## What needs to be done
Keep the pictures out of the copy and repeat the records exactly.
□ □ □
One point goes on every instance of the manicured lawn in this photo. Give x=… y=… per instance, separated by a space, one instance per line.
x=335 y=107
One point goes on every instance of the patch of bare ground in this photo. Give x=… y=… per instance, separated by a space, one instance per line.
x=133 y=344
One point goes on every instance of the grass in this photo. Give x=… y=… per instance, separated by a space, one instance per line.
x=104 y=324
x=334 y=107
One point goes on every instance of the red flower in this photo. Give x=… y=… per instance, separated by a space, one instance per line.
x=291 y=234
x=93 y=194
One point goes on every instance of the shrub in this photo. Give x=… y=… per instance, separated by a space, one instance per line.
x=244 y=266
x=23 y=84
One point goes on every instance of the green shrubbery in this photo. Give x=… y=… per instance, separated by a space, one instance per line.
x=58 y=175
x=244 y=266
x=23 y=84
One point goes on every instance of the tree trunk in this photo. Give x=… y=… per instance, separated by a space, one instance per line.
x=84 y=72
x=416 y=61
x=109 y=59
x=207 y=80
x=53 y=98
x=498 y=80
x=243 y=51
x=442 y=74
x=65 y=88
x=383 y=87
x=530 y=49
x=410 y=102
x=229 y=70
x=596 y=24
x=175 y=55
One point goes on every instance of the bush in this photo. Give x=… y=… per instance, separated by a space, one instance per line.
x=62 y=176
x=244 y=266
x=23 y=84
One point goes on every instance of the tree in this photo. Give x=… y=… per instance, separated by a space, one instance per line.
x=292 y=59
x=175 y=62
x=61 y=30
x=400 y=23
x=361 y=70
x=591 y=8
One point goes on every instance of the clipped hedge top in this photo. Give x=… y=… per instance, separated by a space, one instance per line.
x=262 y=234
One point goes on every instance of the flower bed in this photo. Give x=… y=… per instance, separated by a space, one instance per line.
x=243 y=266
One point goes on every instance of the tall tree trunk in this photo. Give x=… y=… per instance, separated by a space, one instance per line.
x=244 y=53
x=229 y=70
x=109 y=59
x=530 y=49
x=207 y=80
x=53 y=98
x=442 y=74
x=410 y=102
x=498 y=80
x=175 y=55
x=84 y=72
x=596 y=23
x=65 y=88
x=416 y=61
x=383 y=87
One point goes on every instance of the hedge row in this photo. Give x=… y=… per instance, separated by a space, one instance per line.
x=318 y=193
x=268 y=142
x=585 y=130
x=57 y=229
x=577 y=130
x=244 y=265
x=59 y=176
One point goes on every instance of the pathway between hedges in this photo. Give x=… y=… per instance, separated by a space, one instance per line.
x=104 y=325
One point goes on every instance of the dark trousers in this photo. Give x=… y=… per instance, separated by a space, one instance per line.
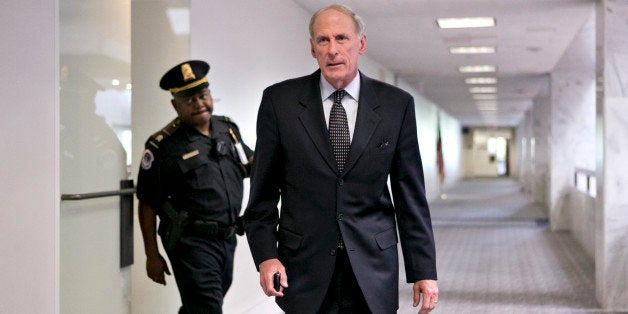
x=203 y=269
x=344 y=295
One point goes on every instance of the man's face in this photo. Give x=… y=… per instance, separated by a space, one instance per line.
x=195 y=110
x=336 y=47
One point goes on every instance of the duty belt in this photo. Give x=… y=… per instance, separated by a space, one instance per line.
x=210 y=229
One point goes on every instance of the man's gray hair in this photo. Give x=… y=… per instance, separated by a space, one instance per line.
x=357 y=20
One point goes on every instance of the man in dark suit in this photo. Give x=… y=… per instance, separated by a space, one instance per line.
x=334 y=241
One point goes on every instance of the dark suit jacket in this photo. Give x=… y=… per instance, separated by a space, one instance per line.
x=294 y=162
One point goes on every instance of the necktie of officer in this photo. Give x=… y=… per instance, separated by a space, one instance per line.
x=339 y=130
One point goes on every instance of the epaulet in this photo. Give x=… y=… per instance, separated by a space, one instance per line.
x=228 y=120
x=165 y=132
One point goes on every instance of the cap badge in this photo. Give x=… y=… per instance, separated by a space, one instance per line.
x=187 y=72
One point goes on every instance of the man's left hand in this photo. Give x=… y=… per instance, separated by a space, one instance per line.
x=428 y=291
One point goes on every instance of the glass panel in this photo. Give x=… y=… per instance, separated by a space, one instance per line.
x=95 y=142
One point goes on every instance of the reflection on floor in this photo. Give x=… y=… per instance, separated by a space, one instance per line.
x=495 y=254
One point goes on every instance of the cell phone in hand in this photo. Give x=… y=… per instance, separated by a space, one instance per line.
x=277 y=281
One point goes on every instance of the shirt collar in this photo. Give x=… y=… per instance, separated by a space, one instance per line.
x=353 y=89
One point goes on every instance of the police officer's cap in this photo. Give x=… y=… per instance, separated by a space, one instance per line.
x=185 y=79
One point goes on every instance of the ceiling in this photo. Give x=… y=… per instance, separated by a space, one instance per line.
x=530 y=36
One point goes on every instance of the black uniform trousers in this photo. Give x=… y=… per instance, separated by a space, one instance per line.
x=203 y=270
x=344 y=295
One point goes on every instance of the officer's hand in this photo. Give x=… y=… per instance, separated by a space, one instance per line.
x=156 y=267
x=267 y=270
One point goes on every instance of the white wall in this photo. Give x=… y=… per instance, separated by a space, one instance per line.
x=29 y=215
x=573 y=121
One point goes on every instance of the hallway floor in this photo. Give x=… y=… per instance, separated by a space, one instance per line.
x=495 y=254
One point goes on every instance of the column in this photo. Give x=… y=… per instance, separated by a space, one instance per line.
x=612 y=153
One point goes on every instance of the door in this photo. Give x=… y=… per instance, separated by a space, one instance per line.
x=95 y=141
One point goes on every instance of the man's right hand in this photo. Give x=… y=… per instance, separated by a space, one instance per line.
x=156 y=267
x=267 y=270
□ □ □
## Answer space
One point goes on every instance of the manicured lawn in this photo. Give x=… y=… per instance, separated by a space, one instance per line.
x=335 y=107
One point goes on every instance of the patch of bare ground in this photo. Give x=… y=… per instance, separated by a space, one instance per line.
x=133 y=344
One point goes on every instance of the grass in this photo. Give x=… y=… per instance, separated by a space, one instance per line.
x=104 y=324
x=334 y=107
One point goes on every instance of the red flower in this photo. Give x=… y=… per instance, separated by a space, one instance per line.
x=291 y=234
x=93 y=194
One point goes on every instance of the shrub in this photo. Give x=… y=… per instance, separated by a space, one instance per line.
x=244 y=266
x=23 y=84
One point goes on every instance of the green shrubbery in this photo. Give x=… y=… per instance, separated by a space, one instance per line.
x=58 y=175
x=244 y=266
x=23 y=84
One point goes on every instance of the tree trunk in this photo. Give x=… y=… per instance, separated by a space, one instance per line.
x=84 y=72
x=416 y=61
x=109 y=59
x=207 y=80
x=53 y=98
x=498 y=80
x=243 y=51
x=442 y=74
x=65 y=88
x=383 y=87
x=530 y=49
x=410 y=102
x=229 y=70
x=596 y=24
x=175 y=55
One point goes on every instance of the bush in this photo. Give x=… y=… per instance, separated by a space, one instance per line.
x=62 y=176
x=244 y=266
x=23 y=84
One point goes on every instance of the tree in this photo. Give x=… y=… per instance, separated by a space, one instance per line.
x=292 y=59
x=175 y=62
x=61 y=30
x=400 y=23
x=361 y=70
x=591 y=8
One point goes on every instance of the clipped hedge top in this photo. Give x=… y=… per instance, separated by a space, one instance per line.
x=262 y=234
One point goes on every instance of the flower bed in this photo. Give x=… y=… per instance, separated by a space, one instance per line.
x=243 y=266
One point goes on every instance of the tall tree trunk in this photo. Give x=… y=… per instance, separated by a space, one instance per line.
x=244 y=53
x=229 y=70
x=109 y=59
x=530 y=49
x=207 y=80
x=53 y=98
x=442 y=74
x=410 y=102
x=498 y=80
x=175 y=55
x=84 y=72
x=596 y=23
x=65 y=88
x=416 y=61
x=383 y=87
One point goes on every instance of the hedge row in this photo. Give x=… y=… per instance, separated by a space, one instance per line.
x=318 y=193
x=268 y=142
x=585 y=130
x=57 y=229
x=577 y=130
x=244 y=265
x=59 y=176
One point goes on every instance of the pathway between hedges in this photo. Give x=… y=… per instance, separated by a space, one instance per line.
x=104 y=325
One point goes on every instance of the dark trousers in this photo. Give x=… y=… per instance, separated by a space, one instance per line.
x=203 y=269
x=344 y=295
One point goes on every instance of the man's face in this photo. Give x=… y=… per instance, separated by a space, one instance per line.
x=195 y=110
x=336 y=47
One point goes on every instance of the duty belt in this photo. Give x=… y=… per instance, separated by a space, one instance per line.
x=210 y=229
One point goes on every instance of the man's gray hair in this photo. Give x=… y=… per instance, separated by a space, one instance per line.
x=357 y=20
One point goes on every instance of the man in dark suit in this photo. Give x=… y=… per instance, separated by a space, one instance per line.
x=334 y=241
One point goes on every instance of the dark suit jacket in this photo. Give x=… y=… per instance, separated by a space, one instance per line.
x=294 y=162
One point goes on every instance of the necktie of officer in this photo. Give x=… y=… per instance, separated by a space, one instance per line.
x=339 y=130
One point goes on every instance of the epaulet in this photo. Give x=… y=… per instance, separated by a space, one instance per line.
x=228 y=120
x=165 y=132
One point goes on every instance of the cap badge in this photo. Give x=… y=… per instance, separated by a space, one instance per line.
x=187 y=72
One point goes on every instance of the man's left hand in this photo. Give x=… y=… per instance, separated by a space, one instance per line.
x=428 y=291
One point goes on every instance of the glass panel in this photo. Give x=… y=… per instance, separated by a space, one instance per line.
x=95 y=142
One point goes on every instance of the reflection on floor in this photo. Give x=… y=… per instance, separated by a space, one instance per line.
x=495 y=254
One point goes on every instance of the cell phone in hand in this photo. Give x=… y=… per instance, separated by a space, one instance per line.
x=277 y=281
One point goes on every instance of the shirt collar in this photo. Give x=… y=… per instance, separated by a space, one instance per line.
x=353 y=89
One point goes on every instance of the police officer's cap in this photo. Give x=… y=… per instance, separated by a space, one instance per line.
x=185 y=79
One point goes on every instance of the ceiling in this photo. Give x=… y=… per instance, separated by a space, one instance per line.
x=530 y=36
One point goes on every instance of the black uniform trousers in this photo. Give x=… y=… per instance, separated by a space, one instance per line.
x=203 y=270
x=344 y=295
One point goes on every instance of the officer's hand in this photo. Give x=… y=… per instance, separated by a space, one instance per line.
x=156 y=267
x=267 y=270
One point goes on every instance of the white wall in this photo. Give x=… y=… per instance, separated by a space, one instance per line.
x=29 y=215
x=573 y=121
One point goes on every instance of the hallway floor in this photo. Give x=… y=… per instance, separated by a space, one instance per line.
x=495 y=254
One point goes on every instance of the column in this photo. Give x=… y=… per instance, separated by a space, one instance per line.
x=612 y=153
One point goes on every instance of the door in this photo. Give x=… y=… per instance, separated by a space, one instance per line.
x=95 y=141
One point goes on every instance of the man's right hand in this photo. Give x=… y=… per instance, separated by a space, one instance per line.
x=156 y=267
x=267 y=270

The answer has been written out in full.